(Beginning of Dataset records)
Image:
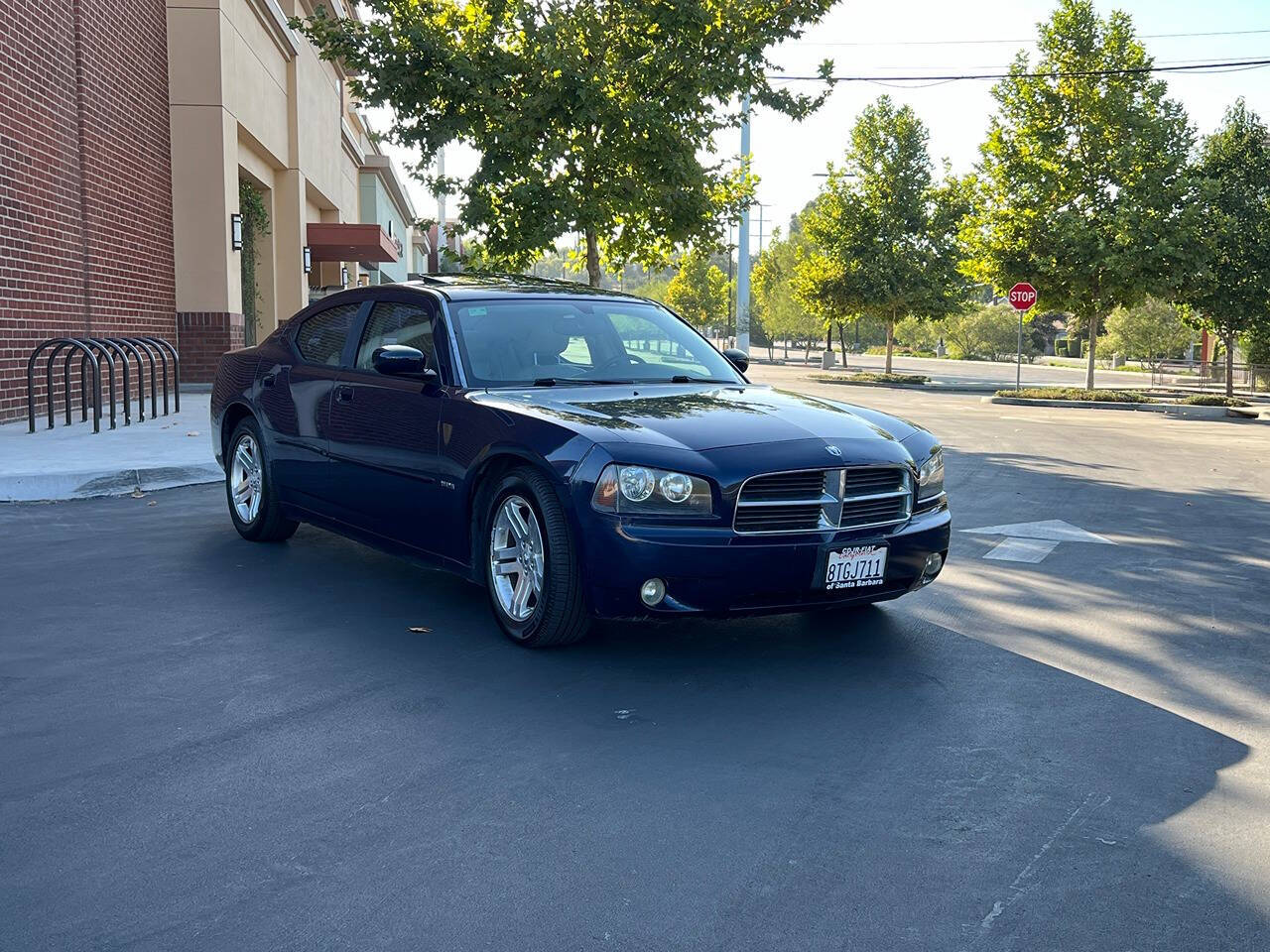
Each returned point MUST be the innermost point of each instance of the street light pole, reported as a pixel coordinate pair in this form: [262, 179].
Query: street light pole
[743, 241]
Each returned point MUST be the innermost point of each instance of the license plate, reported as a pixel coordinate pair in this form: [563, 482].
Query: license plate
[856, 567]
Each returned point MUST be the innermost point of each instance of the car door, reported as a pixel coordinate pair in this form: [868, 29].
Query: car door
[296, 381]
[385, 430]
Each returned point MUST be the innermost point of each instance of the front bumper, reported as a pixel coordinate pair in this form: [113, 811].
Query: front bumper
[715, 571]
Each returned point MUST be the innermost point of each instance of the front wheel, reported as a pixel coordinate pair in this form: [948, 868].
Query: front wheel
[531, 563]
[249, 489]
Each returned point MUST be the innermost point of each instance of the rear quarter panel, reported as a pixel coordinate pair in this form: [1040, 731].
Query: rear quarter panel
[235, 380]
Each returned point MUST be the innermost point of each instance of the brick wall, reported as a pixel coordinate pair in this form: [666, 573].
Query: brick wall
[85, 178]
[204, 335]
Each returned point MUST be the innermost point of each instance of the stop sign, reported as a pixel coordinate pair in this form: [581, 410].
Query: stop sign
[1023, 296]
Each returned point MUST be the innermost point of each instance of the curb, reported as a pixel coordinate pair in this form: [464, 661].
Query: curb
[1182, 411]
[42, 488]
[930, 388]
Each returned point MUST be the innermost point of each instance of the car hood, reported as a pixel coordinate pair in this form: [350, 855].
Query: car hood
[698, 417]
(End of Dataset records)
Everything in the records except the pictures is to be repeated exactly.

Image:
Each returned point MUST be the innermost point of each instance of the street light pole, reported as a pixel coordinate pair in this form: [262, 179].
Query: street light pole
[743, 241]
Each returned point MUST be the innermost point of each instance of the license plate, reported as a pixel coordinate pair in this form: [563, 482].
Query: license plate
[856, 567]
Each returned point MUST be the innermost point of each instance of the car door, reported as a pixel coordinate pair in this form: [868, 29].
Query: car door
[296, 381]
[385, 430]
Each returned point MUST be the innermost point of each instance of the front bumper, reported as a pixel coordinate pair in this form: [113, 811].
Query: front bumper
[715, 571]
Each returned point MUST be the innermost point of each instance of the front wheel, reported as a pixel coordinate pair in this form: [948, 868].
Query: front wheel
[531, 563]
[249, 489]
Each returned point MUST be the innermost point of each instance of the rear quarter panel, reported as a pixel coordinate pair in this form: [1040, 731].
Query: rear quarter panel
[235, 380]
Each returned point MUST be the innermost point of each instance of the brick wall, reported as a pixel coordinate pair in this form: [666, 573].
Query: brick wall
[85, 178]
[204, 335]
Each returned point MUST be the innermost point of each instance of the stop sign, reported as a pixel coordinate pair in this form: [581, 410].
Query: stop sign
[1023, 296]
Each returned point MUST be the innermost point of each instance of the curb, reported as a pixel coordinate pair in this form: [464, 661].
Query: curb
[1182, 411]
[42, 488]
[930, 388]
Each returned point MUST be the innermost point of each instance of the car hood, reported as a pixel coordinate pair in this form: [350, 855].
Query: car hood
[698, 417]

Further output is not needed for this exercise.